─── Given passage ───
That’s the through-line that runs through so much of this: the work happens upstream, in the quiet years before the forced event, when income is low and options are open. Required distributions are the most predictable tax event in retirement — you can see them coming a decade out. Which means they reward, more than almost anything else, the people who plan for them before they start.

A required distribution is the bill for tax you deferred decades ago. The only question left at 73 is whether you planned for it at 63.

The withdrawal itself is a formula you can’t argue with. What you can shape is the balance it’s calculated on, and the bracket it lands in — and both of those are decided in the years before the first distribution, not after. The work is using the quiet window while it’s open.

The plan is the residue. The planning is the work.

Key takeaways

•         Required minimum distributions are forced annual withdrawals from tax-deferred accounts, taxed as ordinary income, starting at 73 (born 1951–1959) or 75 (born 1960+).

•         For diligent savers, large pre-tax balances mean large forced withdrawals that can push you into a higher bracket in your seventies than during your working years.

•         That forced income also increases the taxable share of Social Security and can trigger IRMAA Medicare surcharges — one withdrawal raising several bills.

•         The planning window is the low-income years before RMDs (and often before Social Security) begin — typically the sixties.

•         Roth conversions in those low-bracket years shrink the future RMD base; the art is filling low brackets without spilling into higher ones or IRMAA.

•         Qualified charitable distributions (up to $111,000 in 2026, from age 70½) satisfy RMDs without adding to taxable income; Roth accounts have no lifetime RMDs.

Common questions about required minimum distributions

When do RMDs start?

At 73 if you were born between 1951 and 1959, or 75 if born in 1960 or later. The first one can be delayed to April 1 of the following year, but that forces two withdrawals in one year.

How is the RMD amount calculated?

Your prior year-end balance divided by a life-expectancy factor from the IRS table — roughly 3.8% of the balance at 73, rising with age.

What’s the penalty for missing one?

25% of the amount you should have withdrawn, reduced to 10% if you correct it promptly.

Do Roth accounts have RMDs?

Roth IRAs never require lifetime distributions, and Roth 401(k)s stopped requiring them in 2024.

How can I reduce future RMDs?

Most commonly, Roth conversions in the lower-income years before RMDs begin, which shrink the pre-tax balance that drives them.
─── Recorded data ───
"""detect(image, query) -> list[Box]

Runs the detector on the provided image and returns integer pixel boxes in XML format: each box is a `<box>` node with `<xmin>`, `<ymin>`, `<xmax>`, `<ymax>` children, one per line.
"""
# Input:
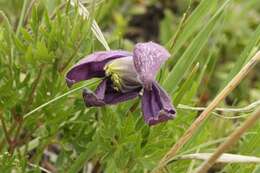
───
**Task set**
[a] In the passage on required distributions, condense the paragraph beginning "The withdrawal itself is a formula" into a short bulleted list that keeps its main points.
[b] Extend the passage on required distributions, picking up after its final sentence.

**Outputs by task**
[a]
- The withdrawal amount follows a fixed formula.
- You can shape two things: the balance it's calculated on and the tax bracket it lands in.
- Both are decided in the years before the first distribution, not after.
- The work is to use that quiet window while it's open.

[b]
What’s a QCD?

A qualified charitable distribution: from age 70½ you can give up to $111,000 a year (indexed) directly from an IRA to charity, satisfying your RMD without the income counting toward your taxes.

This article is for informational and educational purposes only and is not intended as tax, legal, or financial planning advice. RMD ages, life-expectancy factors, contribution and QCD limits, and other rules can change, and the right strategy depends on your specific circumstances. Roth conversions create taxable income in the year of conversion and aren’t right for everyone. Consult your CPA, tax advisor, and financial advisor about your situation before acting.

Brent Rupnow is a Registered Representative with, and Securities and advisory services are offered through LPL Financial (LPL), a registered investment advisor and broker-dealer (member FINRA/SIPC). Insurance products are offered through LPL or its licensed affiliates. Via Luce Capital is not registered as a broker-dealer or investment advisor. Registered representatives of LPL offer products and services using Via Luce Capital, and may also be employees of Via Luce Capital. These products and services are being offered through LPL or its affiliates, which are separate entities from, and not affiliates of Via Luce Capital.

Traditional IRA account owners have considerations to make before performing a Roth IRA conversion. These primarily include income tax consequences on the converted amount in the year of conversion, withdrawal limitations from a Roth IRA, and income limitations for future contributions to a Roth IRA. In addition, if you are required to take a required minimum distribution (RMD) in the year you convert, you must do so before converting to a Roth IRA.